Supplied data: Begin

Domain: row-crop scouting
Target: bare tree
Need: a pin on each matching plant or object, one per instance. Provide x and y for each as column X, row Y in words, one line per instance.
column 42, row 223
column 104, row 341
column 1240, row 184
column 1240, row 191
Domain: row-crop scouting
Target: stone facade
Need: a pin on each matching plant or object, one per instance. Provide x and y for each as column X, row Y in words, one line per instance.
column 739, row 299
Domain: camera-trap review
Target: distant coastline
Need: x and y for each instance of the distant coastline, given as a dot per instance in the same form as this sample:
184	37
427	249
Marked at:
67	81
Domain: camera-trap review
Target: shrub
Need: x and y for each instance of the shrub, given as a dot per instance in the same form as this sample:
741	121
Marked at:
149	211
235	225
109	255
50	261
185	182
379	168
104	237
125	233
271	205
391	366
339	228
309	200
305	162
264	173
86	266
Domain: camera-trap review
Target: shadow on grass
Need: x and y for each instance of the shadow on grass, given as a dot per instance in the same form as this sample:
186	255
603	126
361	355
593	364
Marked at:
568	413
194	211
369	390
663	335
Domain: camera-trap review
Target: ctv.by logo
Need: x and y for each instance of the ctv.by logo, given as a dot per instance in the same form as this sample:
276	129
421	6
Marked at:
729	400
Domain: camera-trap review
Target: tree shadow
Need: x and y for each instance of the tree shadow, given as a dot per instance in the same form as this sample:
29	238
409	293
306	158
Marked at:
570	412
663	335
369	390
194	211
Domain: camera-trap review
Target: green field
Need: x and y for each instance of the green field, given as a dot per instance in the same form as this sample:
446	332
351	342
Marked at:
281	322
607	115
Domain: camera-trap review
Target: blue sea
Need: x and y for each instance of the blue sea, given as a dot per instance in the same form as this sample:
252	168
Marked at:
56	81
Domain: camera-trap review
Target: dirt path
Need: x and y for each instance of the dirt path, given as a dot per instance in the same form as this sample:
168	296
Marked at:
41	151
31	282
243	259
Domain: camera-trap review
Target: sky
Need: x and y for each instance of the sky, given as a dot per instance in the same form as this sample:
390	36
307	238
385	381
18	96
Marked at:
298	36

Supplied data: End

- Your instructions: All entries are to be copied exactly as they read.

- Response box:
Domain: row-crop scouting
Target: bare tree
Need: a pin on each matching plant or object, one per instance. Provide x and y for each as column X, row Y in words, one line per instance.
column 42, row 223
column 104, row 341
column 1240, row 184
column 1240, row 191
Domain: row-crop scouting
Target: stone facade
Need: a pin on each matching plant or object, one per instance. Provide x and y for each as column X, row Y in words, one line per instance.
column 739, row 299
Domain: camera-trap review
Target: distant coastline
Need: x and y for each instance of the distant coastline, given as a dot per instance in the same form as this sample:
184	37
427	249
Marked at:
67	81
Domain: camera-trap review
Target: shrub
Need: x and y for each instance of the shrub, given as a dot per instance in the same form as this sample:
741	121
Marked at:
149	211
235	225
109	255
50	261
185	182
379	168
104	237
125	233
271	205
391	366
339	228
309	200
305	162
264	173
86	266
Domain: camera-trap review
Target: shadow on grass
Need: x and y for each instance of the shadow on grass, given as a dot per instance in the same form as this sample:
186	255
603	126
361	355
593	364
Marked at:
568	413
194	211
369	390
663	335
Domain: camera-trap review
Target: ctv.by logo
Need: x and y for each instance of the ctv.by logo, given as a dot per instance in the same form as this sample:
276	129
421	6
Marked at:
729	400
Domain: camera-trap review
Target: tree shadow
Need: x and y for each instance of the tree shadow, given as a dot per instance in the same form as this sample:
29	238
409	293
306	158
Marked at:
570	412
663	335
369	390
194	211
Domain: camera-trap review
Target: green field
Need: x and y for each instance of the green field, given as a dot per instance in the same form as this sample:
446	332
351	342
Marked at:
281	322
607	115
Domain: camera-trap review
Target: blue sea
Need: x and y for each instance of the blue sea, given as a dot per instance in the same form as this sample:
252	168
Marked at:
56	81
Domain: camera-trap review
Target: dirt path
Need: x and y for each instance of the dirt path, given as a dot per instance in the same form as this sample:
168	296
Marked at:
41	151
31	282
243	259
Domain: camera-trap review
Target: sky
Need: x and y for each instance of the sky, given as a dot per instance in the same form as this sample:
390	36
307	238
385	381
18	96
Marked at:
298	36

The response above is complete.